• GOAL: Put the lines from the one containing "Task: indicate the silver" through the one containing "x=283 y=161", both included, into a Markdown table with the columns Nr and Entry, numbering each line and leaving out any blank lines.

• DATA FOR THE TASK:
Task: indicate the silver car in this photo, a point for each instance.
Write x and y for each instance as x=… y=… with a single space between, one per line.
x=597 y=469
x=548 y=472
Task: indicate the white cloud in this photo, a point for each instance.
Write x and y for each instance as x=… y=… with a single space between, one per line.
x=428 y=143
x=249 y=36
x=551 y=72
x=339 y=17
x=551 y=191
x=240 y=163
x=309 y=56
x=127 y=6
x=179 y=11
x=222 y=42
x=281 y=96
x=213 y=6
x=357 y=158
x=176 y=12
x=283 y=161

--

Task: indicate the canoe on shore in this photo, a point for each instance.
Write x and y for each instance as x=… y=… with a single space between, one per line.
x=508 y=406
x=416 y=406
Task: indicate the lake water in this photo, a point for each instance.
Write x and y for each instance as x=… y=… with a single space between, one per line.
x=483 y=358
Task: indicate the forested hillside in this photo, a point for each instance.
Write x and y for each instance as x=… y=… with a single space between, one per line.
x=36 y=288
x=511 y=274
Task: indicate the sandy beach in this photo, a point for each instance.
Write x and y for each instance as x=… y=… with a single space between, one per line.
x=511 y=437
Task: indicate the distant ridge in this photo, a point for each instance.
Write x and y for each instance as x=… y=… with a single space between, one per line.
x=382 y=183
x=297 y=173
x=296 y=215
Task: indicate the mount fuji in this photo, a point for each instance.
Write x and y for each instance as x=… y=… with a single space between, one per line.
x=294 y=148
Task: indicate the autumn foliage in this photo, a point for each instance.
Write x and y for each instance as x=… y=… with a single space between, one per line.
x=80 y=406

---

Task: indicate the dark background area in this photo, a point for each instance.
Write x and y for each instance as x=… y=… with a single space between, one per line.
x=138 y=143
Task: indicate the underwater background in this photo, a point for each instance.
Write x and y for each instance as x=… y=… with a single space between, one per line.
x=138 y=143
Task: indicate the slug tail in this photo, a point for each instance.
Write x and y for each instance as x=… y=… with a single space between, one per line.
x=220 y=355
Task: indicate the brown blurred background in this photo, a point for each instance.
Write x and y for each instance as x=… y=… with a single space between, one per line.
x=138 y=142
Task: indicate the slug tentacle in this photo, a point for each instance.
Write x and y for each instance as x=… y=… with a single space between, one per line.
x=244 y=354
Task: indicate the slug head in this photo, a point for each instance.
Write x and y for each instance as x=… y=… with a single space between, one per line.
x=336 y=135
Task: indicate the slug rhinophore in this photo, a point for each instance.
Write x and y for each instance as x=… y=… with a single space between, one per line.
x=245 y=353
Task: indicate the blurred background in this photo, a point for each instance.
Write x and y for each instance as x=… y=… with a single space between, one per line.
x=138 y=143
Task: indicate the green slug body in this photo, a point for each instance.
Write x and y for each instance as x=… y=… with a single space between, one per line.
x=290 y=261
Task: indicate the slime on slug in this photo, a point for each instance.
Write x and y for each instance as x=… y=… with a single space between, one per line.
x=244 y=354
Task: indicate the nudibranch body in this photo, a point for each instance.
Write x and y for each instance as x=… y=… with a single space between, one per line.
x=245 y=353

• OUTPUT FOR THIS TASK:
| Nr | Entry |
|---|---|
| 1 | Task: indicate the silver car in this photo, a point for each instance. |
| 2 | Write x and y for each instance as x=… y=… with a single space between, one per line. |
| 3 | x=597 y=469 |
| 4 | x=548 y=472 |
| 5 | Task: indicate the white cloud in this photo, a point for each instance. |
| 6 | Write x and y for each instance as x=… y=… with a single space between, one per line. |
| 7 | x=428 y=143 |
| 8 | x=249 y=36 |
| 9 | x=551 y=72 |
| 10 | x=339 y=17 |
| 11 | x=551 y=191 |
| 12 | x=240 y=163 |
| 13 | x=309 y=56 |
| 14 | x=127 y=6 |
| 15 | x=179 y=11 |
| 16 | x=222 y=42 |
| 17 | x=281 y=96 |
| 18 | x=213 y=6 |
| 19 | x=357 y=158 |
| 20 | x=176 y=12 |
| 21 | x=283 y=161 |